Task details:
Reproduce the records below with every occurrence of "man's ear" replaced by "person's ear", leaving everything else unchanged.

==============================

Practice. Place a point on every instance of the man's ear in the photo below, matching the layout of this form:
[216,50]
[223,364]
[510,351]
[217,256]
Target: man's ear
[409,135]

==============================

Output for this exercise:
Practice. Place a point on every instance of the person's ear in the photo below, matching the layout of this form:
[216,50]
[223,364]
[510,351]
[217,256]
Target: person's ear
[409,135]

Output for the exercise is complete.